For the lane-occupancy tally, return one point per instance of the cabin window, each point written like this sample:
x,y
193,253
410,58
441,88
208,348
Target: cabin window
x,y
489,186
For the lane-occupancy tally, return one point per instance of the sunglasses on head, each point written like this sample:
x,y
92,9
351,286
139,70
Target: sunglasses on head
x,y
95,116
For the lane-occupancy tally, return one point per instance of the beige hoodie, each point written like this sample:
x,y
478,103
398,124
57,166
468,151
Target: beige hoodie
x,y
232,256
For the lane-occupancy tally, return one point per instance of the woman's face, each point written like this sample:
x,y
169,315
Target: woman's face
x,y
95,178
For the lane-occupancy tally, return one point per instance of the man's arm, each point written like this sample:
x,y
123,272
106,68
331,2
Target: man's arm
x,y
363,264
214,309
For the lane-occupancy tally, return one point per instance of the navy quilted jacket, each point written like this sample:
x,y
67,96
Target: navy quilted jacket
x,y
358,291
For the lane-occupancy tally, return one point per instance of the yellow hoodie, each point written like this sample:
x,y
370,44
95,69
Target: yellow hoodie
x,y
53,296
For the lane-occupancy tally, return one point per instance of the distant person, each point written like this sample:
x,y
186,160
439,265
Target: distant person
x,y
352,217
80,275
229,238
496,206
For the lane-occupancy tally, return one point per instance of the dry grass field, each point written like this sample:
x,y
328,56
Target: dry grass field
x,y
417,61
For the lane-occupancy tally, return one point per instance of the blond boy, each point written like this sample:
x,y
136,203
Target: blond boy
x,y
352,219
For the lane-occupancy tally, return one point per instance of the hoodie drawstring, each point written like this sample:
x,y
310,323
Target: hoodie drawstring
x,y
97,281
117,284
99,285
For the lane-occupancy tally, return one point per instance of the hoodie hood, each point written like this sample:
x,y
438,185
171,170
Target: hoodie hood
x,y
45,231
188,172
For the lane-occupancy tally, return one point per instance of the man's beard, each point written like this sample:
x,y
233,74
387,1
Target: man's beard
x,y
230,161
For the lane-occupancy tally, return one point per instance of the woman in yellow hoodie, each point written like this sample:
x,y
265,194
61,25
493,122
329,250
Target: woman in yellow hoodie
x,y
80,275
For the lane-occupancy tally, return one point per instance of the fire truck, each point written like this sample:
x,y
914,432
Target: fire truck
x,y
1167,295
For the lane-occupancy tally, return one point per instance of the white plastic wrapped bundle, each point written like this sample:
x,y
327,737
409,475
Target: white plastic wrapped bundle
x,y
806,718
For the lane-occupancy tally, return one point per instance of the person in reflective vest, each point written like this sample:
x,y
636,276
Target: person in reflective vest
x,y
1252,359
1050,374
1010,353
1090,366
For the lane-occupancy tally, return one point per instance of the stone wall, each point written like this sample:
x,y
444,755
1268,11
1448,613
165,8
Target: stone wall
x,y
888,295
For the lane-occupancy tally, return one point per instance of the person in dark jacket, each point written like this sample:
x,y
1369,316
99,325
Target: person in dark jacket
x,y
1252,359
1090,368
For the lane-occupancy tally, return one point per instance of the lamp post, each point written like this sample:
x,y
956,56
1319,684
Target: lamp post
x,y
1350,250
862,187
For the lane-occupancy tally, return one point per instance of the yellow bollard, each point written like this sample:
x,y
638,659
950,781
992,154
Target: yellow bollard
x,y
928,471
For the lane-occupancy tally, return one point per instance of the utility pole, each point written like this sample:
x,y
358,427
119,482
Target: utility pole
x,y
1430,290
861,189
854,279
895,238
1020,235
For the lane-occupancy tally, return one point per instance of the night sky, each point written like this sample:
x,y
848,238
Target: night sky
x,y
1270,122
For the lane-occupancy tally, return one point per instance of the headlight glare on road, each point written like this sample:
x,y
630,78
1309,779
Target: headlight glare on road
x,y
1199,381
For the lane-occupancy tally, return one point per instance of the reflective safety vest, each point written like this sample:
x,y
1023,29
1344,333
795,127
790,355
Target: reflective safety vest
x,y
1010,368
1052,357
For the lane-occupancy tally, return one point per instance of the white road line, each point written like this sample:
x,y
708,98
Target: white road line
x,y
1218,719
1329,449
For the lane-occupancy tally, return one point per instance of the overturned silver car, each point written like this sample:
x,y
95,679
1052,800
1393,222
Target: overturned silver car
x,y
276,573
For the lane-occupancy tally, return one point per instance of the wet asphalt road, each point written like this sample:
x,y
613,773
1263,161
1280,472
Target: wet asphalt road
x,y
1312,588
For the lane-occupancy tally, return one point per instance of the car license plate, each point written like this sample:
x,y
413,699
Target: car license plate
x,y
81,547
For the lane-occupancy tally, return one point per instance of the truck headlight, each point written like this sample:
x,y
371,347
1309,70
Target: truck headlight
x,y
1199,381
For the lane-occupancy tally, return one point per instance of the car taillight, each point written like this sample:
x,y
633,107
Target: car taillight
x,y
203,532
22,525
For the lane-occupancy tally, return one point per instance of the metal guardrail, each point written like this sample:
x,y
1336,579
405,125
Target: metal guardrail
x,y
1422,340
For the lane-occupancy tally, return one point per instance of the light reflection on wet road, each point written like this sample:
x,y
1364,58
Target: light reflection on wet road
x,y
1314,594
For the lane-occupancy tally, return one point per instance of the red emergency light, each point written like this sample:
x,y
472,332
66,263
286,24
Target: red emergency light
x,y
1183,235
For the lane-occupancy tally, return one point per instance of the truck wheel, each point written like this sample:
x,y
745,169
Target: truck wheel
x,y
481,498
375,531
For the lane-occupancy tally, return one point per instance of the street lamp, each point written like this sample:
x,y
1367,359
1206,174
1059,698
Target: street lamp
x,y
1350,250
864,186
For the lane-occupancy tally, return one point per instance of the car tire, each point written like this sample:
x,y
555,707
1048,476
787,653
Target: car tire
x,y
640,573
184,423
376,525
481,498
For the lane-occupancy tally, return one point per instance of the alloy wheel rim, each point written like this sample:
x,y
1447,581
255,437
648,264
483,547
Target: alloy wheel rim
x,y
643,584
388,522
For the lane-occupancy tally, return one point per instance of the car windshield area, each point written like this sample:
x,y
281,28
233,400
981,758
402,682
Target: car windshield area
+---+
● DIRECTIONS FOR THIS TASK
In the material above, tally every line with the string "windshield" in it, then give that number alone.

● REPLY
2